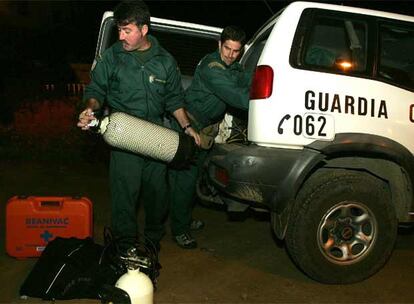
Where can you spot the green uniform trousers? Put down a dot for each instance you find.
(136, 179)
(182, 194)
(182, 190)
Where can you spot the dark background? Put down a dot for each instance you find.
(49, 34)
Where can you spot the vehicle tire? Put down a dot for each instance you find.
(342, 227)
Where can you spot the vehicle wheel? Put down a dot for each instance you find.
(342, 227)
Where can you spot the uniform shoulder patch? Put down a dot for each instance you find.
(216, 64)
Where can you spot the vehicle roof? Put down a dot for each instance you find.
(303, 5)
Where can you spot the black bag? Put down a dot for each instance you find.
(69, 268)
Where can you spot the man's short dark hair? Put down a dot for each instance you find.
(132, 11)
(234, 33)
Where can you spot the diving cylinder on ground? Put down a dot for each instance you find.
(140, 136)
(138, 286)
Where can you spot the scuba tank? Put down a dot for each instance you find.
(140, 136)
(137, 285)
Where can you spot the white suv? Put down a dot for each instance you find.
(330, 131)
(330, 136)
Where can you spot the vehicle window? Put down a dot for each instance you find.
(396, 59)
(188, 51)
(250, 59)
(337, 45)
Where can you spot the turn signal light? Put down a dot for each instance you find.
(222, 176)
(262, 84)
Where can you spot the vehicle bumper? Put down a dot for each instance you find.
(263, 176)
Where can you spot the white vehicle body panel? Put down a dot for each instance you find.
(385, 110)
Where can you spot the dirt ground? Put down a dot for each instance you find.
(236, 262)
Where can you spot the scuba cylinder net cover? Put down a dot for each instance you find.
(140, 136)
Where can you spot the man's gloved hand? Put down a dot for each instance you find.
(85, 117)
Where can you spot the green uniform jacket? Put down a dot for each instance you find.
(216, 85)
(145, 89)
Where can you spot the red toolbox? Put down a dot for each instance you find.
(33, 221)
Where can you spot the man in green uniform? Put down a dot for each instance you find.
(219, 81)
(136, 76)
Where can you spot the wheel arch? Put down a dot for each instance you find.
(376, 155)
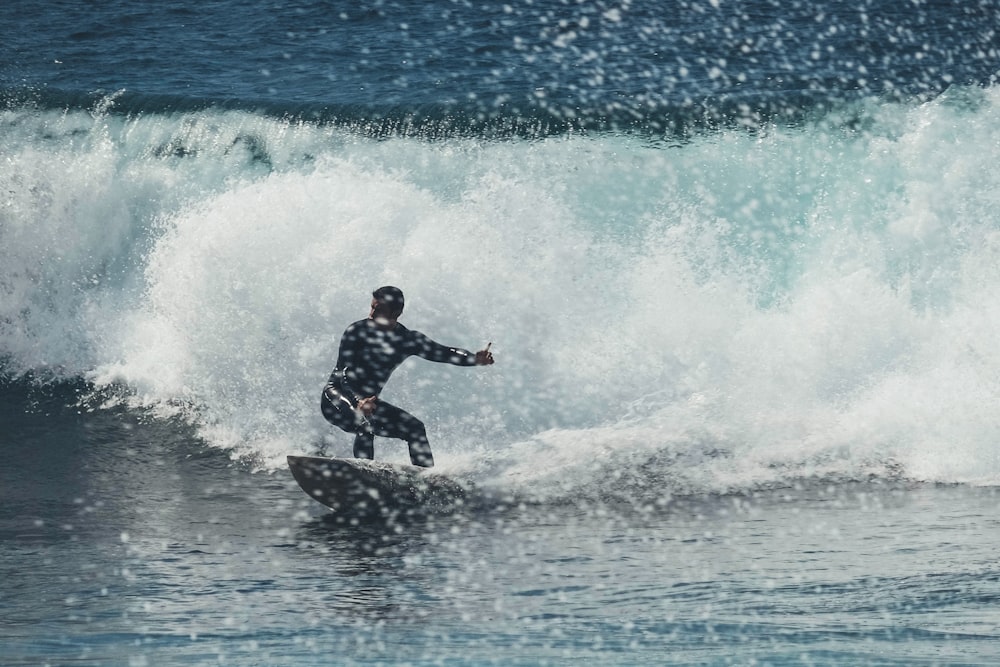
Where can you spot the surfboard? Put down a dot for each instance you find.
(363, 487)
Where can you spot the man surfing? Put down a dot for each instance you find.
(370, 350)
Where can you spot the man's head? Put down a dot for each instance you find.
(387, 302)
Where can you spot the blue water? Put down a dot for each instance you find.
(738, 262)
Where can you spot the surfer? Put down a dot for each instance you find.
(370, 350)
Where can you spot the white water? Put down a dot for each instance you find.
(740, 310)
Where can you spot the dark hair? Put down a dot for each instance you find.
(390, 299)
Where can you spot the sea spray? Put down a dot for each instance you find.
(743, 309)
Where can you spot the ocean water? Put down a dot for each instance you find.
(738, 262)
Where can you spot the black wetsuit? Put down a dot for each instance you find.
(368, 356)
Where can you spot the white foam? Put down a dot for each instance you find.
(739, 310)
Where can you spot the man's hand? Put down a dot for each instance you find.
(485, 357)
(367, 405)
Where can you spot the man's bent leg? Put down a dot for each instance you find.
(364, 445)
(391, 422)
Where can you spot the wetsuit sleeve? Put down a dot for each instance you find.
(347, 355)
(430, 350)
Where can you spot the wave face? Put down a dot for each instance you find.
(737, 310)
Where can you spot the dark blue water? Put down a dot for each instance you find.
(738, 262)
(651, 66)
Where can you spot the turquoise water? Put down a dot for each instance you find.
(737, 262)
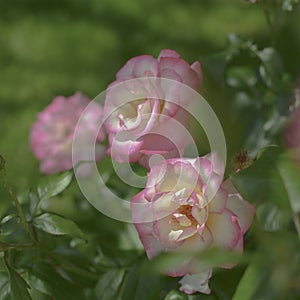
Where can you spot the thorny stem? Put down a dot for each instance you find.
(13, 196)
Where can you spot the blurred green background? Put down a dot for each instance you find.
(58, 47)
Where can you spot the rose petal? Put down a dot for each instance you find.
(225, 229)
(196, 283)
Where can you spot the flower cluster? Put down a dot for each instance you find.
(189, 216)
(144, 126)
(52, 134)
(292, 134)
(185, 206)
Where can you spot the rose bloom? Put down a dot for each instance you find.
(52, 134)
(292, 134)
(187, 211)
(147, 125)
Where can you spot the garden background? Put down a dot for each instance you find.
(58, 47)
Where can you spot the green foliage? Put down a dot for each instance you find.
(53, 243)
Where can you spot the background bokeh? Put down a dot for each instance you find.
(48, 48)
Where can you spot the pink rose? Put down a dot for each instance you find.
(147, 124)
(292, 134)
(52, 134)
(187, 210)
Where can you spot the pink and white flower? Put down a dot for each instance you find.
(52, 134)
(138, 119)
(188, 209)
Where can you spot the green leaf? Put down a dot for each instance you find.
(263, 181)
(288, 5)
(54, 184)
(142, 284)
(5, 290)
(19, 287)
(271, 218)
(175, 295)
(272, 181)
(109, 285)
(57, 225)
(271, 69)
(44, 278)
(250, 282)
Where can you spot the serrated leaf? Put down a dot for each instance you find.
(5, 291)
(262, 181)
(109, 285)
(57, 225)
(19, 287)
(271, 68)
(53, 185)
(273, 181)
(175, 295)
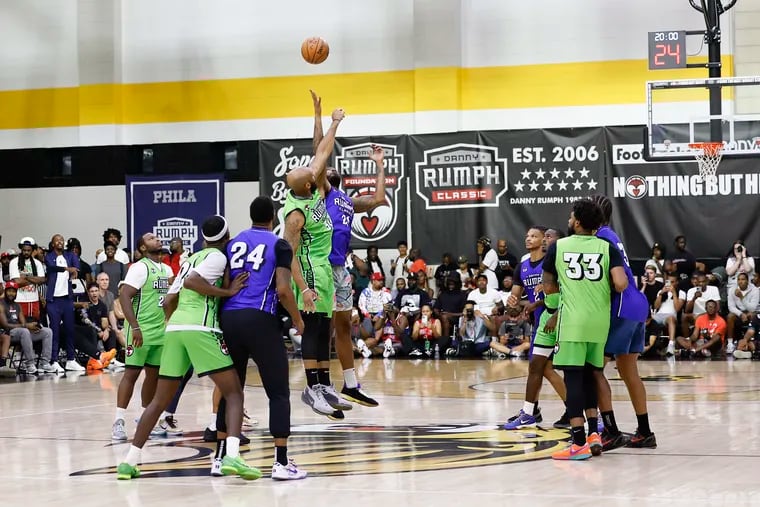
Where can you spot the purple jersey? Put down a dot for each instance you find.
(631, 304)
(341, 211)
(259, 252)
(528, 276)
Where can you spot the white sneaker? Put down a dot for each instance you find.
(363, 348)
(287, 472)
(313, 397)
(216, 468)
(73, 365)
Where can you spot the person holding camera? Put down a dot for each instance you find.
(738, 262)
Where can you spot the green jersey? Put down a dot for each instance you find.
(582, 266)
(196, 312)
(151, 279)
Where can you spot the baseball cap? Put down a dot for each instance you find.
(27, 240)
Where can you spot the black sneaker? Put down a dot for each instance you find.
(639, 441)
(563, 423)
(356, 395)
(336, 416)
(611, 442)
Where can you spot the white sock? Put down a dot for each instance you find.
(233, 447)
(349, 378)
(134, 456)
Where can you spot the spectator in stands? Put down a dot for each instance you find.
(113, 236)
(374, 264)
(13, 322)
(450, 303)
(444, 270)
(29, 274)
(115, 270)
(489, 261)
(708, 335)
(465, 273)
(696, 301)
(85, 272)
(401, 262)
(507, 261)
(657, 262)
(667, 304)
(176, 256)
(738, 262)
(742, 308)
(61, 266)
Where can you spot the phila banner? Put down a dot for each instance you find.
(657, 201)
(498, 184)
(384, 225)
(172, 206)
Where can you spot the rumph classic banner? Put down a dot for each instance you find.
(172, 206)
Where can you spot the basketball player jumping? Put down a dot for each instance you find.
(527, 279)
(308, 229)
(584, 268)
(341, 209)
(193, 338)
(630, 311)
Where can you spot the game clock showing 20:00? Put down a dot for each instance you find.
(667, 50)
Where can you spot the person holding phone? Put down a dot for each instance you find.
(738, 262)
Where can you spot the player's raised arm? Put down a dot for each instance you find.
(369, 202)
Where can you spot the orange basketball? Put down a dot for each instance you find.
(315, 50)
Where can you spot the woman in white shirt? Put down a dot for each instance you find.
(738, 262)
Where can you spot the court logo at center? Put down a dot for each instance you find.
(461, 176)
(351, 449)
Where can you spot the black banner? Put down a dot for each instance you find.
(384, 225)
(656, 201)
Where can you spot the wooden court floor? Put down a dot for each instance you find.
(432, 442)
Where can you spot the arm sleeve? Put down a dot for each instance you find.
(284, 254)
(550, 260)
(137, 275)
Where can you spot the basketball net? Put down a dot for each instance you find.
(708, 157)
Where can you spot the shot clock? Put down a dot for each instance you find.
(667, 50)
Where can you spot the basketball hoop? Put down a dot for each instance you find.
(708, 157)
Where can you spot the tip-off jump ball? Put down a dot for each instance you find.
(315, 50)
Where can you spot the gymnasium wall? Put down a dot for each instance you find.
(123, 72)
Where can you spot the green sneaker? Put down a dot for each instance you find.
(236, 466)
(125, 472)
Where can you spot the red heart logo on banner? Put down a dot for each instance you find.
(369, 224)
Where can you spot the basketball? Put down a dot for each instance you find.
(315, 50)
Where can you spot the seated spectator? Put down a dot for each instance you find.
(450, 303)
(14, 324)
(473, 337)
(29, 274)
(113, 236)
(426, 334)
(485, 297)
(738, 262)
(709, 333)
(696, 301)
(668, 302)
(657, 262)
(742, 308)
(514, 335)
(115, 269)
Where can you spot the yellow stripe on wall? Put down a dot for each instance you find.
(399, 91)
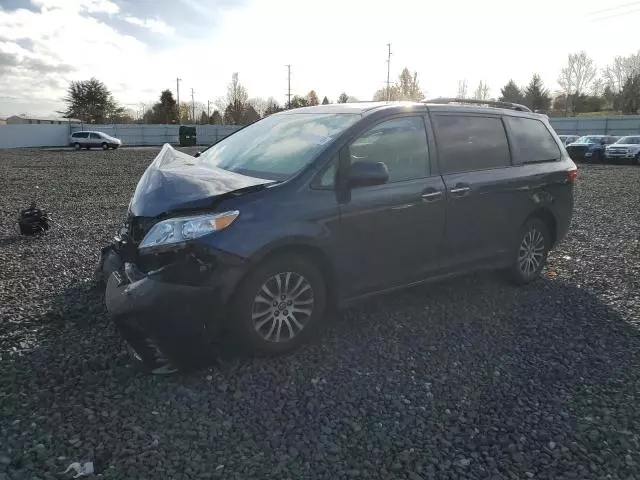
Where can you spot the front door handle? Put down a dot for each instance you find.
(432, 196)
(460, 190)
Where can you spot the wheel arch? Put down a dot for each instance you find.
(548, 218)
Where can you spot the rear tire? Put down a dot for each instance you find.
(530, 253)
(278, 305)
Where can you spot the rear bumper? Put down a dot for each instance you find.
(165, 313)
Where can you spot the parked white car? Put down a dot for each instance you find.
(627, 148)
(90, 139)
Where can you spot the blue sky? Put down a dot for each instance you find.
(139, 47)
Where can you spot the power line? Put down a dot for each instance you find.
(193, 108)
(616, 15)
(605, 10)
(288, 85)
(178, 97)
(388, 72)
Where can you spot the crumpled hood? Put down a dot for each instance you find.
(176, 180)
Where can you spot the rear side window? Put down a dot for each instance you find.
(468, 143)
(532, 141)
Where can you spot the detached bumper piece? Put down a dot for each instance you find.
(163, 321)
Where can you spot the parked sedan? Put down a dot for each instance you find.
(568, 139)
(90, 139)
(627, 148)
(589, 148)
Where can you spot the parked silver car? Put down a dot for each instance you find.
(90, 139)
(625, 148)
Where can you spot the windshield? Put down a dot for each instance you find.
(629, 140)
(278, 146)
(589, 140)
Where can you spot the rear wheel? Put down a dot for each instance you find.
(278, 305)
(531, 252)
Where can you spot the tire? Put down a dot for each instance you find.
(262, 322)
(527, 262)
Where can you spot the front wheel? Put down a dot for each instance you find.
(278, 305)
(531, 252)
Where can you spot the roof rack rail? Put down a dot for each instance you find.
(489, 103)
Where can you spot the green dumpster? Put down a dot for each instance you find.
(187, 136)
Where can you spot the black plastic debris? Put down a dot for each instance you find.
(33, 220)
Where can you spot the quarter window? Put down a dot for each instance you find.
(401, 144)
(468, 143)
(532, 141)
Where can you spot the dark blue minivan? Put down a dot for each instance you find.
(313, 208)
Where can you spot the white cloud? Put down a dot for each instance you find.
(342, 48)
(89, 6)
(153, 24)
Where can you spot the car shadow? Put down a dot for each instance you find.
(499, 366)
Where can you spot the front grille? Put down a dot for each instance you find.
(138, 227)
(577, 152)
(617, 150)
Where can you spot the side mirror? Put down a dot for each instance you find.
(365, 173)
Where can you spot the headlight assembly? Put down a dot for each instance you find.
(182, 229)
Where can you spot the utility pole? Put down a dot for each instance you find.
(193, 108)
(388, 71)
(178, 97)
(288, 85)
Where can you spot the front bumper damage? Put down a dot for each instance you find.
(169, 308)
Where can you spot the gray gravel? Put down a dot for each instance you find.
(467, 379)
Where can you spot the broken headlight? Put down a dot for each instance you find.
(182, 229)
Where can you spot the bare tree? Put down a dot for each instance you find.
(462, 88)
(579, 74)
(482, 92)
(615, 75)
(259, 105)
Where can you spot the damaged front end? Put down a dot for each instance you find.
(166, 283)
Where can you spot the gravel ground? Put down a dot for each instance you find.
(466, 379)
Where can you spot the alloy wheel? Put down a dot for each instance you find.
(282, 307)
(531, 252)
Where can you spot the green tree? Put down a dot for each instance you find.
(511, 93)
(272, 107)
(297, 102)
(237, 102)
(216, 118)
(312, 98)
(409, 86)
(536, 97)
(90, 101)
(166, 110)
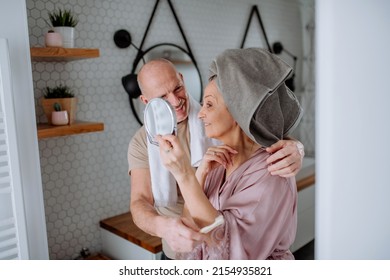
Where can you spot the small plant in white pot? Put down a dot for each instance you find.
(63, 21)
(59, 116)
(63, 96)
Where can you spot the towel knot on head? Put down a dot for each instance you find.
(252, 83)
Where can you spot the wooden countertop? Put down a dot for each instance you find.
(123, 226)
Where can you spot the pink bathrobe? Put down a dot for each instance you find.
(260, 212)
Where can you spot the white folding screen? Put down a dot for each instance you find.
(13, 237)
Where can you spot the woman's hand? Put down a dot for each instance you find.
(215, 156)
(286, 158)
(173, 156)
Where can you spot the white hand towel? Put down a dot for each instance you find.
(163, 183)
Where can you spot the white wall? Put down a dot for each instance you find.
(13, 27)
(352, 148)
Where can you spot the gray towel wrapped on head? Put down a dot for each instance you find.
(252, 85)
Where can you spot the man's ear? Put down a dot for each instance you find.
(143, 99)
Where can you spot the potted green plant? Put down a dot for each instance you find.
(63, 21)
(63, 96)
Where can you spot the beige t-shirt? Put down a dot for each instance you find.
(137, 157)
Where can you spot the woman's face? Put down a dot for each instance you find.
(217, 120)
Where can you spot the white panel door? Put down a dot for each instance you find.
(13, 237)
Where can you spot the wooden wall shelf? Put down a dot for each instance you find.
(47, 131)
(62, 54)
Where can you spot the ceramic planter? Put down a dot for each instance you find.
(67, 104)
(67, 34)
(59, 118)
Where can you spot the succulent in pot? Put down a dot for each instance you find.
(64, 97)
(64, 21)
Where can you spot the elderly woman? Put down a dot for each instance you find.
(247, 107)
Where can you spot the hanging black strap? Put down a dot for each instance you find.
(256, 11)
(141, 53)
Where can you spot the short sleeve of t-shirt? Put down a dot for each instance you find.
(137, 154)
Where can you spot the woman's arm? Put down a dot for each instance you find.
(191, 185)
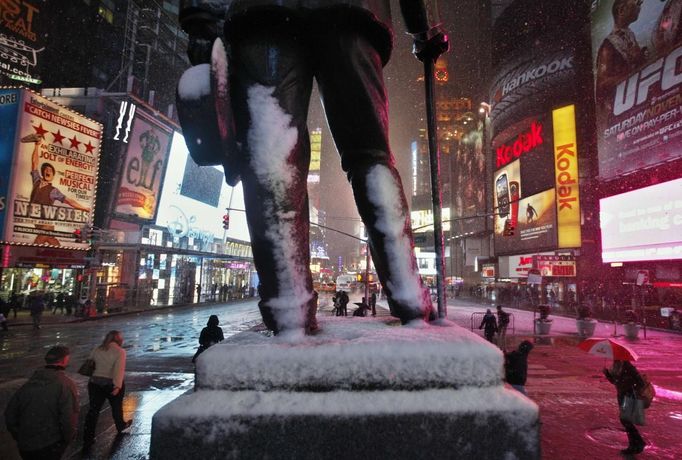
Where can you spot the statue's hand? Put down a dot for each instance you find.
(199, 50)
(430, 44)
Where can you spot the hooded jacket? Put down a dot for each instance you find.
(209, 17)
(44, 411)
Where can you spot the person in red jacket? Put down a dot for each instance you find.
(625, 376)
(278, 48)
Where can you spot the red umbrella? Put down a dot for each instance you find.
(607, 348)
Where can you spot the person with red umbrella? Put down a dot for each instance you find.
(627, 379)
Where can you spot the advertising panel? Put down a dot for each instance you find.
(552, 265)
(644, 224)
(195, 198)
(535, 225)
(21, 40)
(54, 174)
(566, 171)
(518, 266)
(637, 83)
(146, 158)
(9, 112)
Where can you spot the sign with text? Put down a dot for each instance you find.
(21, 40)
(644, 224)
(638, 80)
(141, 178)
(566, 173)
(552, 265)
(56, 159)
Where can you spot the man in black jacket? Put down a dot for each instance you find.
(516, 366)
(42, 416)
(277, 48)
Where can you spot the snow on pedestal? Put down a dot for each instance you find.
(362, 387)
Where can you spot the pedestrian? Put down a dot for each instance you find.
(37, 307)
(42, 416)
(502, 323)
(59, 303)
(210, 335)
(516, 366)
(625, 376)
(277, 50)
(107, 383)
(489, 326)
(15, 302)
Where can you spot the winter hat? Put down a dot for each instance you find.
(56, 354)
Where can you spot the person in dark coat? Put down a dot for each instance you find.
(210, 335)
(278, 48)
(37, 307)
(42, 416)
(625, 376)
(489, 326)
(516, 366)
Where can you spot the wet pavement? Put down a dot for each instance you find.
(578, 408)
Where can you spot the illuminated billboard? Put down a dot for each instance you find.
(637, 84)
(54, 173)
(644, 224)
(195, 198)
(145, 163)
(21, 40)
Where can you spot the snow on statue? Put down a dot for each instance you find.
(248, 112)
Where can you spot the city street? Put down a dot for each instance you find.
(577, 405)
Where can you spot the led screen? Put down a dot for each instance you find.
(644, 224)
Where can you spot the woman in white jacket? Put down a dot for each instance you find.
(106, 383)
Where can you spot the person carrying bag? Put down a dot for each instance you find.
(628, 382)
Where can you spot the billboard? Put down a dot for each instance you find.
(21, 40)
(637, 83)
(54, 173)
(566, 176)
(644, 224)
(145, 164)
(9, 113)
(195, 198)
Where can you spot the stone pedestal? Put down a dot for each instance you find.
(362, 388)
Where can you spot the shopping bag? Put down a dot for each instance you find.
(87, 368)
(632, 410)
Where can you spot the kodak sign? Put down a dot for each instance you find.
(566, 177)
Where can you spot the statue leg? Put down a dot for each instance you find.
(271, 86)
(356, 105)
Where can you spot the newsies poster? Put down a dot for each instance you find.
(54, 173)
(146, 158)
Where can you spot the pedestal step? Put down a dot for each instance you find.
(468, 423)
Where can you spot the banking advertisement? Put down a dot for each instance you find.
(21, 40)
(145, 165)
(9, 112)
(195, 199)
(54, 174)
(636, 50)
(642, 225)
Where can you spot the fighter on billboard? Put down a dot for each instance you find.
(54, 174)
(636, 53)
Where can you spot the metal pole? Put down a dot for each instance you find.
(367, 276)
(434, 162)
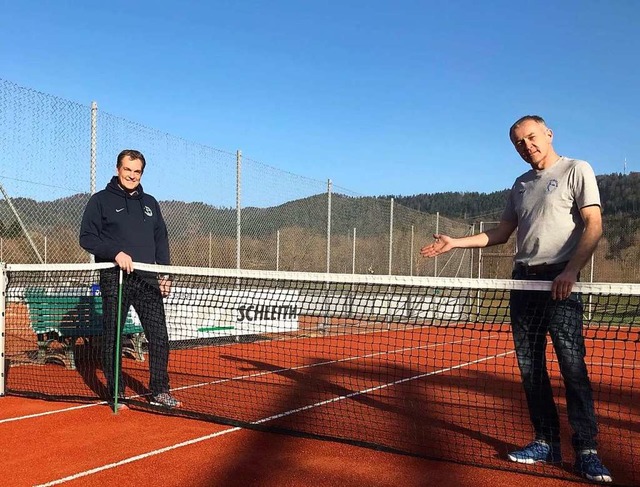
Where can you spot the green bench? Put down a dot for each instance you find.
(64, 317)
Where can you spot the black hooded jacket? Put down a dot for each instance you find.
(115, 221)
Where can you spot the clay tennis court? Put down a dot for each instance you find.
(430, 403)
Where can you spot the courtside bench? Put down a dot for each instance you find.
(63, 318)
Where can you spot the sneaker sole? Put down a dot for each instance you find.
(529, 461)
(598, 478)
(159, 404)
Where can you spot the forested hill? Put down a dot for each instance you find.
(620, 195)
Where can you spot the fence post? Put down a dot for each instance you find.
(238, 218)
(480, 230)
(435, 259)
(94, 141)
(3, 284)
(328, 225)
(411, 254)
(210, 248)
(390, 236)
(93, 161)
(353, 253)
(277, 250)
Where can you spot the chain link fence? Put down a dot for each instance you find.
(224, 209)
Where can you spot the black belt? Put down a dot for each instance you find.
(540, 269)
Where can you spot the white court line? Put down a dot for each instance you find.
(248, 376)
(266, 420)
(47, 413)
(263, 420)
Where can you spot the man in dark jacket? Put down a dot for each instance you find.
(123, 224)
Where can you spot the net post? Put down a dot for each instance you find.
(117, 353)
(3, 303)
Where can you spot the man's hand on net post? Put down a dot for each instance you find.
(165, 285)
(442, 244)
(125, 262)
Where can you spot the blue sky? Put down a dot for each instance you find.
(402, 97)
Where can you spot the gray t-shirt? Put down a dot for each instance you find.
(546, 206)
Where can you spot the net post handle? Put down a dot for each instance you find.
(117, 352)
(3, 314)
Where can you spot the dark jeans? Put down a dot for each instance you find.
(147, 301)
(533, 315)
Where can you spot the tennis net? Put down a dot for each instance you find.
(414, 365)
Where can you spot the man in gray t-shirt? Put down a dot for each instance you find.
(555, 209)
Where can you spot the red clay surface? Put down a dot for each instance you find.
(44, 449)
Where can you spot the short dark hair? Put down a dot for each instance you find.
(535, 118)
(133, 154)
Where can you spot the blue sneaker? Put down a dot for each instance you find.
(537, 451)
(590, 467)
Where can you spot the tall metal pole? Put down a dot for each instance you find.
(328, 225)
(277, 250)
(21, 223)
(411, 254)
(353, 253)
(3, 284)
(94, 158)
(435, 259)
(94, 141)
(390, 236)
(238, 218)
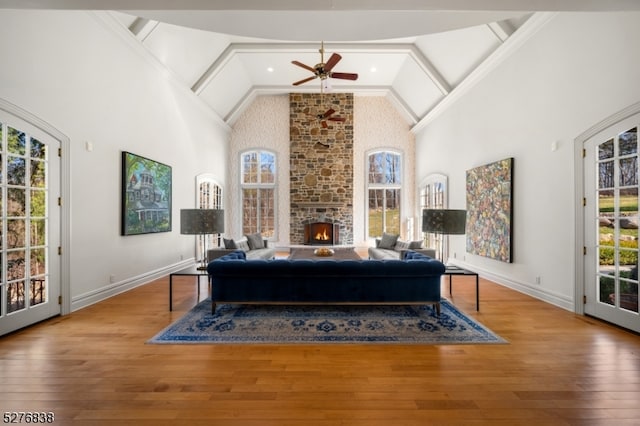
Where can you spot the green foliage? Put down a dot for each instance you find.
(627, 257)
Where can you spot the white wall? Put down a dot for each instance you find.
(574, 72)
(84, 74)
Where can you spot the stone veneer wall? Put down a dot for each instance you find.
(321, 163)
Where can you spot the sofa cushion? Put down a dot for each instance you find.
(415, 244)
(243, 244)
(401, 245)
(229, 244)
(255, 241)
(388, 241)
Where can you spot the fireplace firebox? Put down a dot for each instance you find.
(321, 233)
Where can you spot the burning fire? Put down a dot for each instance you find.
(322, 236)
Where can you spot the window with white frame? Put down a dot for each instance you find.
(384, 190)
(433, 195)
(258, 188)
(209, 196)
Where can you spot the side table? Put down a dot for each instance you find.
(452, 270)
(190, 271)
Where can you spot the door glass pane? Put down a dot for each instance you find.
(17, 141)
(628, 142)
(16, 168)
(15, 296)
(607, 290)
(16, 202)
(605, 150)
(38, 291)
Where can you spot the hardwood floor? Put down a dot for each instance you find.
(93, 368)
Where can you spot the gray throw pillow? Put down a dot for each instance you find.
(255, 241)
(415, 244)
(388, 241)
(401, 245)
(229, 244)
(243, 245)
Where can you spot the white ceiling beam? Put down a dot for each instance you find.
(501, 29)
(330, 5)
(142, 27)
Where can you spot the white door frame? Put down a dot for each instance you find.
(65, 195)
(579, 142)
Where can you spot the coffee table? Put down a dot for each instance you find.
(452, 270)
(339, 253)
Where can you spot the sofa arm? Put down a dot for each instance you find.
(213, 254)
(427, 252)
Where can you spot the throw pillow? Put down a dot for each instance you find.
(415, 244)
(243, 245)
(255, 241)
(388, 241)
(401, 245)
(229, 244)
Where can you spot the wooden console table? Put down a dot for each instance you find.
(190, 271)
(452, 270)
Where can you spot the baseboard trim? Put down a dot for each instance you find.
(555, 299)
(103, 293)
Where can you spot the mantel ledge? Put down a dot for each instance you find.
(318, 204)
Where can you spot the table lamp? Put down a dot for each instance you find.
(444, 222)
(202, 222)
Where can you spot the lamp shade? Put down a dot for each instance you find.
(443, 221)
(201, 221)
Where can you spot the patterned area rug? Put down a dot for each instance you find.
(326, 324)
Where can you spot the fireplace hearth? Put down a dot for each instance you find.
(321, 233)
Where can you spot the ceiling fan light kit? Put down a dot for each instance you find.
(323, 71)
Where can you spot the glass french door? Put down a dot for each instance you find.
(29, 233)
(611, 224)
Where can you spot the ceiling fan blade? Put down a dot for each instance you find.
+ + + +
## [Try it]
Write the "Where can you spot the glass" line and all later lines exactly. Stop at the end of the data.

## [Response for this exercise]
Where can you spot the glass french door? Put down a dot for each instance you find.
(29, 233)
(611, 224)
Where can you spot the ceiling fan blade? Put down a dot for each instance you find.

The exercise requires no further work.